Recordarán
aquella escena de Ifigenia en que Cristina
le confiesa a María Eugenia, la narradora, el secreto de su familia, la razón por
la que está internada en el Colegio del Sagrado Corazón, donde se conocieron.
Comienza en ese momento una amistad íntima y armoniosa cuya memoria María
Eugenia esparce a lo largo de la novela. Así, aunque sin historias de deshonor
familiar, comenzamos a ser amigas Alejandra y yo en primaria. Lo nuestro fue
más sencillo, empero. Cristina deseaba saber lo que era un “hijo natural” y
María Eugenia no se atrevía a confesarle que tampoco sabía. Alejandra se
equivocaba todos los días al cantar el himno nacional y yo no me atrevía a
corregirla. Hasta la distraía en los versos precisos para que nadie la oyera
equivocarse. Ella cantaba, por ejemplo: “Y a este santo nombre, templo de calor, el vil egoísmo que otra
vez triunfó”. ¡Tembló de pavor!
= = = = = = =
Ejercicios:
**1.** Según el fragmento sobre Ifigenia, ¿en qué colegio está internada Cristina?
**2.** Prosiga el fragmento sobre Ifigenia y la amistad escolar a partir de su última oración.

Sección de datos:
= = = = = = =
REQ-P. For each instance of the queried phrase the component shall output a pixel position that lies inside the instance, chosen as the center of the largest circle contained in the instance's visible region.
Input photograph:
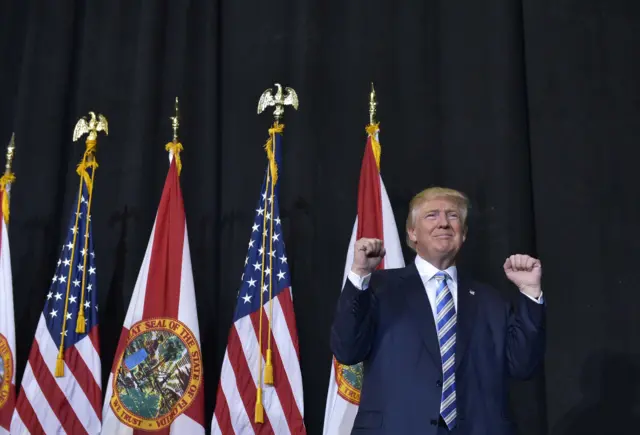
= = = = = = =
Resultados:
**1.** En el Colegio del Sagrado Corazón.

**2.**
Ahora
parece que avergüenzo a mi amiga, pero lo cierto es que esto nos ha pasado a
todos. Yo, por ejemplo, ya grande, oía las canciones que tocaba mi abuelo venezolano
en la guitarra y después cantaba: “Y aunque mi vida se torne errante, te juro
que adelante esperaré por ti”, en
lugar de anhelante, que incluso es el
título de esta hermosa melodía. Por último, nadie se ha dado cuenta aún de que
el Alma llanera no dice “Me arrulló
la vida diana de la brisa y el cantar” sino “Me arrulló la viva diana de la brisa en el palmar”. Aquí, por cierto, me
sopla el profesor Malaver que existe una versión que dice “Soy hermano de los pumas, de las garzas, de las
rosas”, que no de la espuma”.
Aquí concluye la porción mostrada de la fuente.